== MATERIAL FOR THIS EXERCISE ==

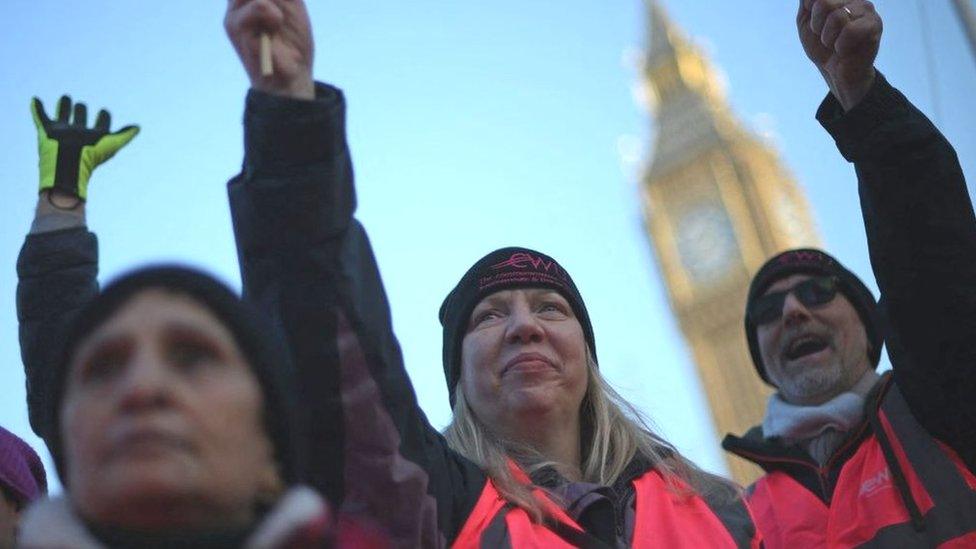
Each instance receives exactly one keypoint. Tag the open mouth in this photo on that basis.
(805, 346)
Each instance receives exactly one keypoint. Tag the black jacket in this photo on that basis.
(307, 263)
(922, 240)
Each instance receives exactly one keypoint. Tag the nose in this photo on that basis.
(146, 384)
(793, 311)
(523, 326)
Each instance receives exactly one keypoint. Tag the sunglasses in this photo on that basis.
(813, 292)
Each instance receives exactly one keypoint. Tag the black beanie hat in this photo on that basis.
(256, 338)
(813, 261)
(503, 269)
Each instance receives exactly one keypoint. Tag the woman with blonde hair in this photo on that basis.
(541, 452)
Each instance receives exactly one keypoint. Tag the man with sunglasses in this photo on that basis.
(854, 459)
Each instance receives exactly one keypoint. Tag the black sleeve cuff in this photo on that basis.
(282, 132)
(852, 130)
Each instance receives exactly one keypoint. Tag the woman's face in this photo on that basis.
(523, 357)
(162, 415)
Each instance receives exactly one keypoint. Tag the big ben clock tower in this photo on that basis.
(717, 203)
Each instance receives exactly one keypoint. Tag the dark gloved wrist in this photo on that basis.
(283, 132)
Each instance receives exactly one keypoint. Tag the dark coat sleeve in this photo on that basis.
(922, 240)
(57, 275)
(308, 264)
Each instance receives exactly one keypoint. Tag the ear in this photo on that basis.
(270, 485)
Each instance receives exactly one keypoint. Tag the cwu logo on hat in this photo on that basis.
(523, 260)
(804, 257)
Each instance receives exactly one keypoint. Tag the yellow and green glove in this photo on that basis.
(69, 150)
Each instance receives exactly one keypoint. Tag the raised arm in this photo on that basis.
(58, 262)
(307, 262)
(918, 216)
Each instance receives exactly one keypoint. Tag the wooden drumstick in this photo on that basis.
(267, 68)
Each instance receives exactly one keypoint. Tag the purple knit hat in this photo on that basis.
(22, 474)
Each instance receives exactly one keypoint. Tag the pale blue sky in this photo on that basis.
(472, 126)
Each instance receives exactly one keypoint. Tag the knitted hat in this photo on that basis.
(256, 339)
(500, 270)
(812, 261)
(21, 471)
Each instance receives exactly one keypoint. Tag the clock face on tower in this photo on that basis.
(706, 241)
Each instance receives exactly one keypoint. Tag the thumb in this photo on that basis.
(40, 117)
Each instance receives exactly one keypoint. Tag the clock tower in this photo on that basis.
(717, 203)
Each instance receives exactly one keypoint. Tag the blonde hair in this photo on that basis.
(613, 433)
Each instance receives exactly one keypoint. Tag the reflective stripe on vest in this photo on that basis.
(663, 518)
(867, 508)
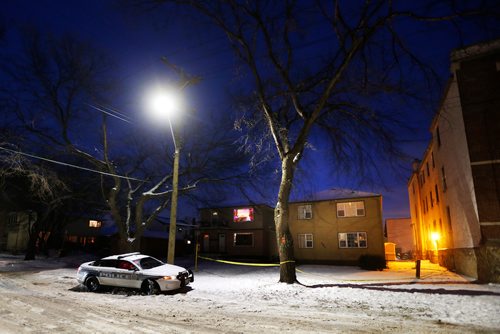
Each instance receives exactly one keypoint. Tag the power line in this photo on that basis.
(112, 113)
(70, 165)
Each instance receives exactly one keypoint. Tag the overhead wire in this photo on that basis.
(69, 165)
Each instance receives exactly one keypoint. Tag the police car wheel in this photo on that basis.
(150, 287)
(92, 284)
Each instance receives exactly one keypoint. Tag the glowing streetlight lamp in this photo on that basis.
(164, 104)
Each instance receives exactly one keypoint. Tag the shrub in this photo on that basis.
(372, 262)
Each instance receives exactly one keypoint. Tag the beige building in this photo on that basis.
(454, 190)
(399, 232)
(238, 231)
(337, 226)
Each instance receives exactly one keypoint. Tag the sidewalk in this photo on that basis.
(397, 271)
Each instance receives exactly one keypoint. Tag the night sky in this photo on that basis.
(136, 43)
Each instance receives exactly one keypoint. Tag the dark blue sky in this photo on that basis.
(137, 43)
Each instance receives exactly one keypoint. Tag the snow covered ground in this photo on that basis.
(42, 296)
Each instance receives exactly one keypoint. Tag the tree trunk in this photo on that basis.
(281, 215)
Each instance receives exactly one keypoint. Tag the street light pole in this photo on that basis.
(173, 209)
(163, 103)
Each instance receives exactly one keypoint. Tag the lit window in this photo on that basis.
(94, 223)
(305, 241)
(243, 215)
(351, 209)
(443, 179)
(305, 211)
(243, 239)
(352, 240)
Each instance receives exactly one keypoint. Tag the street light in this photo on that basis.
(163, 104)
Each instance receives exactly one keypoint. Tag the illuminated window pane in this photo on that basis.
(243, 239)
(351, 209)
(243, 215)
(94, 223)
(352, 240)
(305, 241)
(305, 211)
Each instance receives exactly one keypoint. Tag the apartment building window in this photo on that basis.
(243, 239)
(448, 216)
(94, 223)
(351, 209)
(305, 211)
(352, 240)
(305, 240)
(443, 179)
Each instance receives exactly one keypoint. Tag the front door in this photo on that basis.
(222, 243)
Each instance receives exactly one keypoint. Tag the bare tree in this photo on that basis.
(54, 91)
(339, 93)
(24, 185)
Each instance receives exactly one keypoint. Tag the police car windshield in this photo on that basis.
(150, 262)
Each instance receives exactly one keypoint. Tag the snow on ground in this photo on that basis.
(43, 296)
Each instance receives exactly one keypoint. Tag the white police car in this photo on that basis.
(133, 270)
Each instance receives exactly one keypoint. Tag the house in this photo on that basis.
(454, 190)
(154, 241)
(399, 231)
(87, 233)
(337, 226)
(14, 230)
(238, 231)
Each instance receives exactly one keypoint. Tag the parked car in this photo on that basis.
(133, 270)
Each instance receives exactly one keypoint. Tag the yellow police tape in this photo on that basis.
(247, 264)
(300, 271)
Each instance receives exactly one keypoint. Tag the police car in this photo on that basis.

===

EXERCISE OBJECTIVE —
The records above are to be transcribed in full, with images omitted.

OUTPUT OF THE EXERCISE —
Each instance receives exactly one keypoint. Tag the open mouth in this photo on that basis.
(805, 346)
Each instance receives exactly one keypoint. Tag the black jacket in this photo on that basis.
(307, 263)
(922, 240)
Each instance receives exactly one keypoint. Tag the nose in this photo on that basis.
(146, 384)
(793, 311)
(523, 326)
Each instance receives exactly one keypoint. Tag the sunglasses in this photo on that basis.
(813, 292)
Each instance receives exactly one keypoint. Tag the black beanie hat in this photo on that basis.
(256, 338)
(813, 261)
(503, 269)
Each instance receives exactly one keypoint. Tag the woman with blonde hair in this photo on that basis.
(541, 452)
Each instance receives exactly one keypoint. Tag the man with sunglasses in this photo on that basis.
(854, 459)
Each instance receives exactly one keypoint. Tag the black sleeve cuff in this photo on that basis.
(282, 132)
(852, 130)
Each instance receives exactly one keypoint. Tag the woman's face in this photo on that basis.
(523, 357)
(162, 415)
Each instance receives exactly one keypoint. Tag the big ben clock tower in this photo on that basis.
(717, 203)
Each instance receives exactly one keypoint. Tag the dark gloved wrist in this photo on that basis.
(283, 132)
Each instance receives exactly one keypoint. Tag the dark coat sleeve in this photo on that basis.
(922, 240)
(57, 275)
(308, 264)
Each instance receives exactly one keypoint. Tag the ear in this photo on that basis.
(270, 485)
Each instance receives exactly one keypoint. Tag the cwu logo on hat in this photo on that basis.
(523, 260)
(804, 257)
Each instance receives exactly one keypoint. Tag the yellow and green glove in this photo on that basis.
(69, 150)
Each instance receives exactly one keypoint. Tag the raised arm in this photo on that basis.
(58, 262)
(307, 262)
(918, 216)
Each instance receives exactly one keypoint. Tag the wooden drumstick in this photo on that basis.
(267, 68)
Each instance receives exactly one keypoint. Tag the purple knit hat in this photo on that basis.
(22, 474)
Each instance receives exactly one keypoint. Tag the pale blue sky in this photo on that basis.
(472, 126)
Each instance receives exactly one keypoint. Tag the knitted hat in this photo on that basis.
(256, 339)
(500, 270)
(812, 261)
(21, 471)
Each instance receives exactly one keypoint. Tag the clock face on tower in this photo on that basis.
(706, 241)
Each instance receives exactly one keypoint. Tag the thumb in this photo on that basis.
(40, 117)
Each instance receives exactly one keypoint. Tag the clock tower in this photo on that basis.
(717, 203)
Each instance receives exactly one keypoint. Tag the blonde hair in this photo on that basis.
(613, 433)
Each instance receives exactly one keypoint. Tag the reflective stripe on vest in this photo on that basis.
(663, 518)
(867, 508)
Each instance receives exactly one keypoint. Tag the power line in this photo on that basis.
(112, 113)
(70, 165)
Each instance receives exactly one keypoint. Tag the overhead wire in this photo on that basis.
(69, 165)
Each instance receives exactly one keypoint. Tag the police car wheel in this photo on that basis.
(150, 287)
(92, 284)
Each instance receives exactly one keypoint. Tag the glowing streetlight lamp in this photo on that basis.
(164, 104)
Each instance receives exactly one keypoint. Tag the shrub in this photo on that basis.
(372, 262)
Each instance receives exactly one keypoint. Tag the beige building in this photo on that basis.
(454, 190)
(399, 232)
(238, 231)
(337, 226)
Each instance receives exactly one keypoint. Tag the sidewalk in this photo on that basis.
(397, 271)
Each instance receives exactly one keypoint. Tag the night sky in this photo on that basis.
(136, 43)
Each instance receives exactly one keypoint. Tag the dark blue sky in this photo on that basis.
(137, 43)
Each instance receives exactly one keypoint. Tag the snow covered ground in this photo on that basis.
(42, 296)
Each instance receives exactly one keypoint. Tag the tree trunk in this photo on that basis.
(281, 215)
Each instance receives exactly one keypoint. Tag the street light pole in this photo on that basis.
(173, 209)
(163, 103)
Each instance receives exactly one keypoint. Tag the lit window in this photo on that basis.
(94, 223)
(305, 241)
(243, 215)
(351, 209)
(443, 179)
(305, 211)
(243, 239)
(352, 240)
Each instance receives exactly one keypoint. Tag the street light in this photo on that basis.
(163, 104)
Each instance receives exactly one keypoint. Tag the illuminated window pane in this photo on that basis.
(243, 239)
(351, 209)
(243, 215)
(94, 223)
(352, 240)
(305, 241)
(305, 211)
Each instance receives exactly one keypoint. Tag the apartment building window in this photo on that basis.
(243, 239)
(448, 216)
(94, 223)
(351, 209)
(305, 211)
(352, 240)
(305, 240)
(443, 179)
Each instance receives exactly one keypoint. Tag the front door in this photo on that basis.
(222, 243)
Each instance receives exactly one keypoint. Tag the bare tree in this photo on that basis.
(54, 91)
(339, 93)
(24, 185)
Each instance receives exactly one keypoint. Tag the police car windshield in this photo on that basis.
(150, 262)
Each instance receives exactly one keypoint. Tag the snow on ground in this photo on that basis.
(43, 296)
Each instance receives exactly one keypoint. Tag the white police car in this photo on that basis.
(133, 270)
Each instance receives exactly one keypoint. Tag the house in this photo on that basis.
(454, 190)
(154, 241)
(399, 231)
(87, 233)
(337, 226)
(14, 230)
(238, 231)
Each instance receives exactly one keypoint. Tag the parked car in this photo on that basis.
(133, 270)
Each instance receives exactly one keypoint. Tag the yellow police tape in this photo on that basis.
(247, 264)
(300, 271)
Each instance receives exactly one keypoint. Tag the police car in this photo on that basis.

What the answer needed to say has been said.